▶ Extracted text:

07 June 2013

2013-06-06 13.20.32Today I stood in the back yard of my shitty house and realized how much I’m going to miss that shitty house. In two weeks, I leave it forever. If I wasn’t headed for California, I would probably be even more sad than I already am.

I have written a longer farewell piece about my house, which I will post soon. For now, this will suffice.

I love you, shitty house.

(If you look closely, you can spot Dante somewhere in the picture. He was too scared to join me out there. He preferred to have a quick escape route.)

07 June 2013

Idea dump:

  • She had a pulse and I could tell that what she was doing was blinking and breathing, but behind the eyes you could tell there was nothing but sawdust and dead electricity.
  • I’ll tell you what’s in Providence, you rat bastards: Providence is in Providence. I had never been there, I told them, so I may as well go. I almost felt like it was my duty. What if Providence was the United States’—or even the world’s—best kept secret? Maybe we had all been conditioned to dismiss the great state of Rhode Island and its fine capital as part of some well-intentioned state government initiative to keep the riffraff out. “Don’t go to Providence, Rhode Island!” the billboards had said, maybe, in our collective memories, which were badly warped anyway. “You might get killed!”

▶ Set task 1:
Write out the full blog entries above, word for word.
The blog entries and the records have no connection to each other.

▶ Data for this exercise:

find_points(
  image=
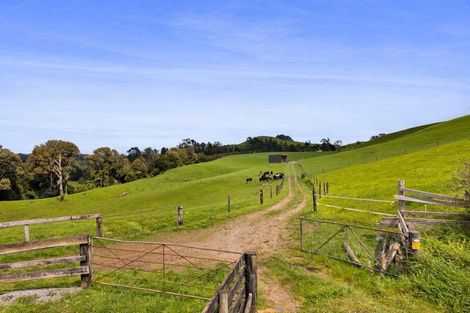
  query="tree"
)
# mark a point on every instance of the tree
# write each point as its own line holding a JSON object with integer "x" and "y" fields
{"x": 108, "y": 166}
{"x": 55, "y": 159}
{"x": 326, "y": 144}
{"x": 10, "y": 170}
{"x": 133, "y": 154}
{"x": 139, "y": 168}
{"x": 337, "y": 145}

▶ Set task 2:
Reproduce every line of the records above without any changes, leaving out the pictures.

▶ Full solution 1:
07 June 2013

2013-06-06 13.20.32Today I stood in the back yard of my shitty house and realized how much I’m going to miss that shitty house. In two weeks, I leave it forever. If I wasn’t headed for California, I would probably be even more sad than I already am.

I have written a longer farewell piece about my house, which I will post soon. For now, this will suffice.

I love you, shitty house.

(If you look closely, you can spot Dante somewhere in the picture. He was too scared to join me out there. He preferred to have a quick escape route.)

07 June 2013

Idea dump:

  • She had a pulse and I could tell that what she was doing was blinking and breathing, but behind the eyes you could tell there was nothing but sawdust and dead electricity.
  • I’ll tell you what’s in Providence, you rat bastards: Providence is in Providence. I had never been there, I told them, so I may as well go. I almost felt like it was my duty. What if Providence was the United States’—or even the world’s—best kept secret? Maybe we had all been conditioned to dismiss the great state of Rhode Island and its fine capital as part of some well-intentioned state government initiative to keep the riffraff out. “Don’t go to Providence, Rhode Island!” the billboards had said, maybe, in our collective memories, which were badly warped anyway. “You might get killed!”

▶ Full solution 2:
find_points(
  image=
  query="tree"
)
# mark a point on every instance of the tree
# write each point as its own line holding a JSON object with integer "x" and "y" fields
{"x": 108, "y": 166}
{"x": 55, "y": 159}
{"x": 326, "y": 144}
{"x": 10, "y": 170}
{"x": 133, "y": 154}
{"x": 139, "y": 168}
{"x": 337, "y": 145}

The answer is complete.